(Natural-language object grounding data)
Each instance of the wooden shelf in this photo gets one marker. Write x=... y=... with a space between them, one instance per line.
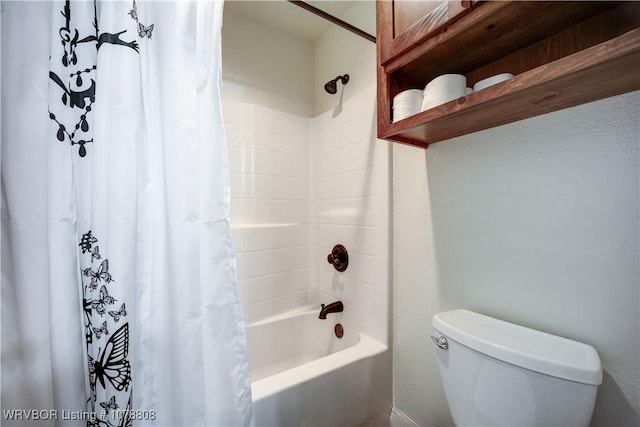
x=573 y=56
x=604 y=70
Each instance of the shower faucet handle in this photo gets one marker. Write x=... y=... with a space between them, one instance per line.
x=339 y=258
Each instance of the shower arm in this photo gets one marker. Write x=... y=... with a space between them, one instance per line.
x=333 y=20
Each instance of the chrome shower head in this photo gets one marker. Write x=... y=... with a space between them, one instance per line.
x=332 y=87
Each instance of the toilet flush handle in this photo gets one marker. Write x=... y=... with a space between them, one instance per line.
x=441 y=342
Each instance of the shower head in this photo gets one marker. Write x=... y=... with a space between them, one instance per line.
x=332 y=86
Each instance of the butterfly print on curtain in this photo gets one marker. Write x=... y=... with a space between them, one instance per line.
x=73 y=72
x=143 y=31
x=107 y=339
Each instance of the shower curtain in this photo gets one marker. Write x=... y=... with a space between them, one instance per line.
x=119 y=302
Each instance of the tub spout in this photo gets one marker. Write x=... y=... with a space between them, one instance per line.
x=334 y=307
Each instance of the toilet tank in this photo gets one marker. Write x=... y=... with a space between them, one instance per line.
x=497 y=373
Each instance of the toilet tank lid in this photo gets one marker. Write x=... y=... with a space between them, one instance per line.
x=524 y=347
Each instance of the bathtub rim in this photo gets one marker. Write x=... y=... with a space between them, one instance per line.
x=365 y=347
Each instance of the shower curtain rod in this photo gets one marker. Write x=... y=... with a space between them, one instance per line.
x=333 y=20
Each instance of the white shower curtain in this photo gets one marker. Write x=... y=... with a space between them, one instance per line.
x=119 y=302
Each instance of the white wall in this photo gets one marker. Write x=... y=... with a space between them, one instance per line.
x=340 y=52
x=536 y=223
x=265 y=66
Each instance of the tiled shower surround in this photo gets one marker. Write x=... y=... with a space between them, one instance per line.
x=298 y=187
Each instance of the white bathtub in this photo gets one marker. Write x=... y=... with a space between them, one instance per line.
x=302 y=375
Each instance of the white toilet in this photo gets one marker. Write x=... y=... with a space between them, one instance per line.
x=496 y=373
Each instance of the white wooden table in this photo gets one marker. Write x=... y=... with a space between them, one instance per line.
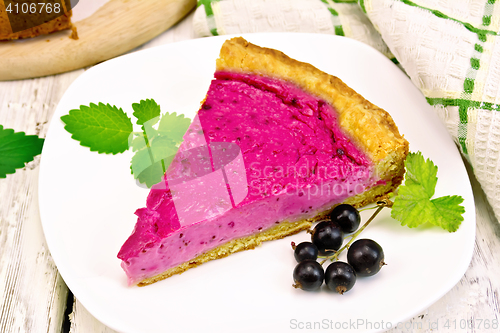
x=34 y=298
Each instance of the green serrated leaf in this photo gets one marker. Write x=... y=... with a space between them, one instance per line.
x=17 y=149
x=146 y=111
x=422 y=172
x=138 y=143
x=152 y=175
x=411 y=206
x=149 y=164
x=173 y=126
x=448 y=212
x=102 y=128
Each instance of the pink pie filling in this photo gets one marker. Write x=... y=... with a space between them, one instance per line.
x=260 y=151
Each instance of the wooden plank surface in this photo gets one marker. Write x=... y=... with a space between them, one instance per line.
x=33 y=296
x=116 y=27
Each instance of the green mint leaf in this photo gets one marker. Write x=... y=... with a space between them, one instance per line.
x=413 y=205
x=448 y=212
x=421 y=171
x=173 y=126
x=145 y=111
x=17 y=149
x=138 y=143
x=102 y=128
x=150 y=163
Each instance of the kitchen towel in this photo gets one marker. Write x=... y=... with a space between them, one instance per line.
x=449 y=48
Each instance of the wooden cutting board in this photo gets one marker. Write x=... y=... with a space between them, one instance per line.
x=115 y=28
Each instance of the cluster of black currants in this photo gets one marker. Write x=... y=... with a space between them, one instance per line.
x=364 y=257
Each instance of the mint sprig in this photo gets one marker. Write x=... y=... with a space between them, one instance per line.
x=414 y=206
x=107 y=129
x=102 y=127
x=17 y=149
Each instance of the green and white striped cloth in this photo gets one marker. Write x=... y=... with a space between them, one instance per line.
x=449 y=48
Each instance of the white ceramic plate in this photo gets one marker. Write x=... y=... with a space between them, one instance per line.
x=87 y=204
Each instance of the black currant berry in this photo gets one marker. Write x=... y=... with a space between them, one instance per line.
x=327 y=236
x=305 y=250
x=366 y=257
x=340 y=277
x=308 y=275
x=347 y=217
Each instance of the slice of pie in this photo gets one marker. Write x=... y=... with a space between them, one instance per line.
x=275 y=145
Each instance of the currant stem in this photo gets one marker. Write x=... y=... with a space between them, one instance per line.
x=381 y=204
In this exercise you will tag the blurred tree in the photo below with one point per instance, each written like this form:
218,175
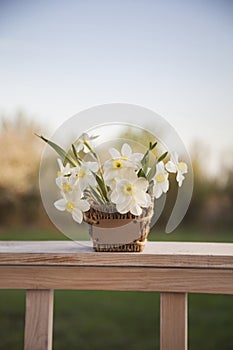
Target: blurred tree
19,159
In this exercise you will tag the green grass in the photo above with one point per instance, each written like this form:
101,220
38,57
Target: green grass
119,320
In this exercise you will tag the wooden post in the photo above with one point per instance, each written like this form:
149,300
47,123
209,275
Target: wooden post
173,321
39,320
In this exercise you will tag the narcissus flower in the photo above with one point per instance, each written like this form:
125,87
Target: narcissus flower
73,203
161,184
84,143
130,195
84,176
121,163
174,166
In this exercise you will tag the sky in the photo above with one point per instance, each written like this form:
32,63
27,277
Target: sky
175,57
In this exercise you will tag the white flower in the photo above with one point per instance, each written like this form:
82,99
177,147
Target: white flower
65,183
130,195
161,184
83,175
121,163
174,166
64,170
82,142
73,203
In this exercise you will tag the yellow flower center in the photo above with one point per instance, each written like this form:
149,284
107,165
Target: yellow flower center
128,189
70,206
160,177
66,187
181,166
117,164
81,173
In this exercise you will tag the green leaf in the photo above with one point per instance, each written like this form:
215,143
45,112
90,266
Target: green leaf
62,153
101,186
162,156
145,161
96,195
141,173
79,160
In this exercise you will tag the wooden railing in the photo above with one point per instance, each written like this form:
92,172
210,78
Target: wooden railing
173,269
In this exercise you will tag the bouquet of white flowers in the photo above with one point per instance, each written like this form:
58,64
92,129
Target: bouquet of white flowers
122,188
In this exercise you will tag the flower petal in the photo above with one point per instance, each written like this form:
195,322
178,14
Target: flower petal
60,204
157,190
126,150
115,154
171,167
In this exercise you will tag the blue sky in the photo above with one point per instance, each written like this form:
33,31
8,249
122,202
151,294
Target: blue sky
174,57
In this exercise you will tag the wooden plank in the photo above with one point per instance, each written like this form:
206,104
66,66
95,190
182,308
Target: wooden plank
115,278
173,321
38,320
160,254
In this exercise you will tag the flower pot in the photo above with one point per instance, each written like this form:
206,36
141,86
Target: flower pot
111,231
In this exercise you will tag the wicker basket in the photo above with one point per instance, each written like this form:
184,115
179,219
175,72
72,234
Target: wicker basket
114,232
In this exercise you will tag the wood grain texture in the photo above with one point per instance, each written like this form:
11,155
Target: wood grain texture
38,320
160,254
213,281
173,321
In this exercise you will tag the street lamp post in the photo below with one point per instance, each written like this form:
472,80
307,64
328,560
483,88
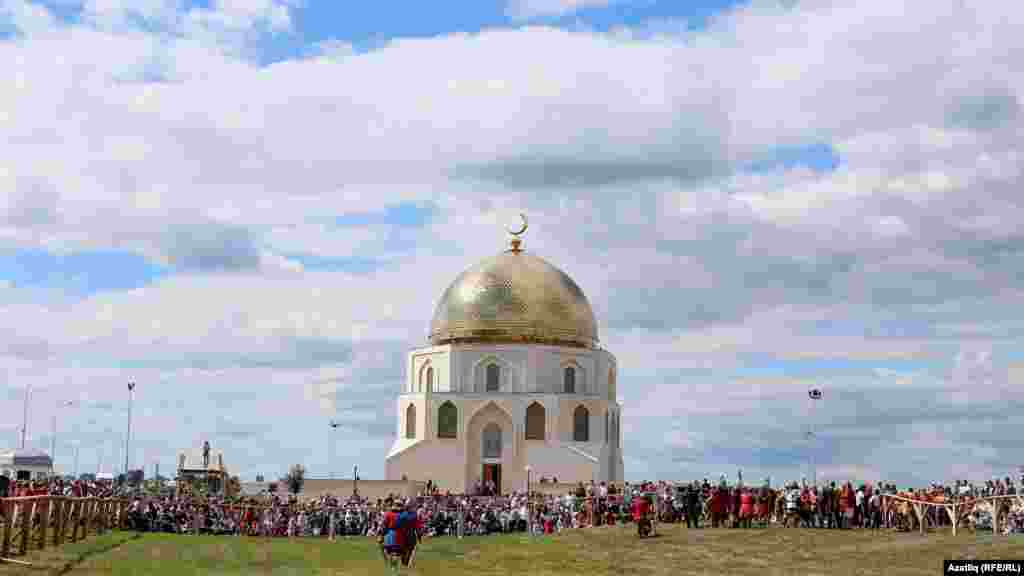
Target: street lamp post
131,396
25,420
814,395
330,446
53,435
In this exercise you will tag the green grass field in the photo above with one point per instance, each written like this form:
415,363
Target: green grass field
601,550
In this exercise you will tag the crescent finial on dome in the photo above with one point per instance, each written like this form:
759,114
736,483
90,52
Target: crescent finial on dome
516,242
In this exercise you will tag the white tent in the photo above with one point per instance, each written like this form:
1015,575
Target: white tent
19,464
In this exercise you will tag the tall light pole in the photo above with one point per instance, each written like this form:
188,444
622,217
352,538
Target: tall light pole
25,417
131,396
814,395
330,446
53,435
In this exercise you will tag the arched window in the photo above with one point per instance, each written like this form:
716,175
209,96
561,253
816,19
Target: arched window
535,421
494,377
448,420
492,441
581,424
568,379
617,432
411,421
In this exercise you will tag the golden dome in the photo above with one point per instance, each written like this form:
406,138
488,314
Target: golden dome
514,297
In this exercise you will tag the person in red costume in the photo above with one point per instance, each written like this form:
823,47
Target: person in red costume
641,515
745,508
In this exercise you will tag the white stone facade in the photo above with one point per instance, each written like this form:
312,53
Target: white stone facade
581,439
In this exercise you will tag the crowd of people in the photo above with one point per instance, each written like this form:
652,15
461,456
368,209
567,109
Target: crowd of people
698,503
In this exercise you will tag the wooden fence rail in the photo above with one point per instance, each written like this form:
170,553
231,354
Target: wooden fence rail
35,522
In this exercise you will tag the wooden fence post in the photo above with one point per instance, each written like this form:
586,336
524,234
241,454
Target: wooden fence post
57,515
92,517
79,520
7,507
70,512
26,511
44,520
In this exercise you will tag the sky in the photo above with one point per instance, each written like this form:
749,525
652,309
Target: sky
251,207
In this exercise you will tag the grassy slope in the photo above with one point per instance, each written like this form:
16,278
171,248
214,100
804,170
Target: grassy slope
615,550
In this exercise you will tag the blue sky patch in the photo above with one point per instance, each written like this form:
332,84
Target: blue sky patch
80,274
404,215
819,157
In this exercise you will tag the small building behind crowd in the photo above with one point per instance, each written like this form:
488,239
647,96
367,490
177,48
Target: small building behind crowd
26,464
194,470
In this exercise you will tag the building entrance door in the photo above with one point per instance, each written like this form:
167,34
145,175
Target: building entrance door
493,472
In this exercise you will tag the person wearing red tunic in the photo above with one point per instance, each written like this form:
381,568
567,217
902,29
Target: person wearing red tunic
745,508
641,508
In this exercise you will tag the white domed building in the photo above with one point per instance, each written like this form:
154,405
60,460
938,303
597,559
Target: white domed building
513,377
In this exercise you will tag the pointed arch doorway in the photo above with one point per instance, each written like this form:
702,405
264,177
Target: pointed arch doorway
491,445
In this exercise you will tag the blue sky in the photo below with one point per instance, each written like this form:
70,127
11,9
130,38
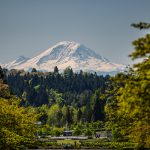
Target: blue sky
28,27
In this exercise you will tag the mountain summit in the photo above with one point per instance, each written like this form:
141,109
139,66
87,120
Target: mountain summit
67,54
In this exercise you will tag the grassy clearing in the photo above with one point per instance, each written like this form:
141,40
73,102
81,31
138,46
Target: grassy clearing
68,141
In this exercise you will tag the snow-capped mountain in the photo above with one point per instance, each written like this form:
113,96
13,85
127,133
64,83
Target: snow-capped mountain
14,64
67,54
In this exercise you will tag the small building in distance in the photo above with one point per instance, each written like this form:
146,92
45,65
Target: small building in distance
67,133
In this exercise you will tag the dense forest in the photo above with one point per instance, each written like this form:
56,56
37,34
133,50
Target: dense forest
85,102
70,97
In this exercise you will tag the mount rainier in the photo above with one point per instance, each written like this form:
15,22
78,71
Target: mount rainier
67,54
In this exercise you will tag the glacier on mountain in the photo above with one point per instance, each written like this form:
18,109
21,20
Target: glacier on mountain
67,54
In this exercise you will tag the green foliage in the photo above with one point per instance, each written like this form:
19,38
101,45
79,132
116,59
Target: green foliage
128,108
77,131
16,124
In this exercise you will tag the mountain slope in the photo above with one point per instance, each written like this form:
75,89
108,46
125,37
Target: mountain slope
68,54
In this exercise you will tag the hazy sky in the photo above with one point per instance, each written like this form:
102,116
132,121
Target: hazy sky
28,27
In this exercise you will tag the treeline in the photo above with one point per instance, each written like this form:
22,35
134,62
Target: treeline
61,97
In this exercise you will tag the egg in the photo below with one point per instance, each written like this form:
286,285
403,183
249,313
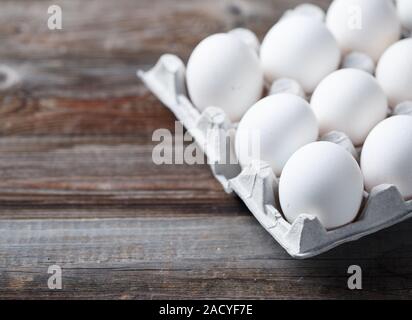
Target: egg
394,72
224,72
386,155
300,48
368,26
248,37
324,180
405,13
350,101
273,129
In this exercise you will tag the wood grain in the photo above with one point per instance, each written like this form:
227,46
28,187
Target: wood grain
78,187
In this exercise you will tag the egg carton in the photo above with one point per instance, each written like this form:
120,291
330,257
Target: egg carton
256,184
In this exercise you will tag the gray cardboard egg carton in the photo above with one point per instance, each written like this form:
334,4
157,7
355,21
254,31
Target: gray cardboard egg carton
257,185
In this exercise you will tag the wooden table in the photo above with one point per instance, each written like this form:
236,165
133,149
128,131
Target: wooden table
78,187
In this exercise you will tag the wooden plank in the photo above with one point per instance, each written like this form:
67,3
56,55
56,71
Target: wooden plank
78,186
196,256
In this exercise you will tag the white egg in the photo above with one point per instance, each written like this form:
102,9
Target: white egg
394,72
405,13
387,155
324,180
368,26
300,48
273,129
248,37
223,72
350,101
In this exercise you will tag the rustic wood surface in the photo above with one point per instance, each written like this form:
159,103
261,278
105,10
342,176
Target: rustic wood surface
78,187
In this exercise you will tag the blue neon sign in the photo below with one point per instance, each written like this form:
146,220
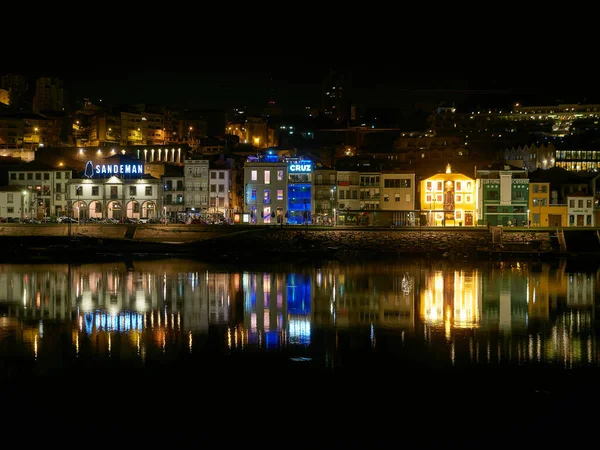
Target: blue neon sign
300,167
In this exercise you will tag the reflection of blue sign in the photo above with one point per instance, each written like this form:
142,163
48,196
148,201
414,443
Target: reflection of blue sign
117,169
300,167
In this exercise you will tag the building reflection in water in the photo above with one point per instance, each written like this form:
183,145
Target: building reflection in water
460,313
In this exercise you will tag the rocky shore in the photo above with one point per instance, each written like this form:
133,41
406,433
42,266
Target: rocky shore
232,243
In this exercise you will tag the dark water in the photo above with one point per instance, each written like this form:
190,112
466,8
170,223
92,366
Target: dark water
419,354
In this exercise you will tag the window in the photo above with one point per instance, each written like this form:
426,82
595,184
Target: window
492,195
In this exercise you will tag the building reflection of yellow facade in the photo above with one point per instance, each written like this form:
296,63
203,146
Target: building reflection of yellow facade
452,302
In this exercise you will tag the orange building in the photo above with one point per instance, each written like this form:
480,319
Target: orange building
448,199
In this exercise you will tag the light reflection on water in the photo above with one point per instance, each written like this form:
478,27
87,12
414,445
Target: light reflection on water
434,312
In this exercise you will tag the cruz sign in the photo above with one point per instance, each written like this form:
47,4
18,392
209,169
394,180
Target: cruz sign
301,167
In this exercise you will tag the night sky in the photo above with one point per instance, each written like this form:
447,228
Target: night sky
298,84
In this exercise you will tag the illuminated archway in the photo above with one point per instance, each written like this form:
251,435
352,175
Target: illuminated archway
133,210
114,211
149,210
95,210
80,210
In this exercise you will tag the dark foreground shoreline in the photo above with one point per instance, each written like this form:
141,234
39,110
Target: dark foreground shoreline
233,249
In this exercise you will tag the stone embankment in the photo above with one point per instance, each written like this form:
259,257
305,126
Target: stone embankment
257,242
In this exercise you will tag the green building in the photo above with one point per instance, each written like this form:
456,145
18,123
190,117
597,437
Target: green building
503,196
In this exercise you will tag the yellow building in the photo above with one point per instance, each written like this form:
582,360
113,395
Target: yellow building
448,199
541,213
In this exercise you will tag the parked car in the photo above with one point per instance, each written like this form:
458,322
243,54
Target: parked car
66,219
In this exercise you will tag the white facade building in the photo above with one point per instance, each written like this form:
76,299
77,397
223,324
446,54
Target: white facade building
196,186
220,193
49,183
580,211
17,203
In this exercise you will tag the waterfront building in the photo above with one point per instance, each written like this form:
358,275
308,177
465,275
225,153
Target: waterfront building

### [Task directions]
If a line of the records above holds the word "waterfront", show it.

### [Task result]
In this exercise you will tag the waterfront building in the photo above with one point per instance, each written like this form:
Target: waterfront building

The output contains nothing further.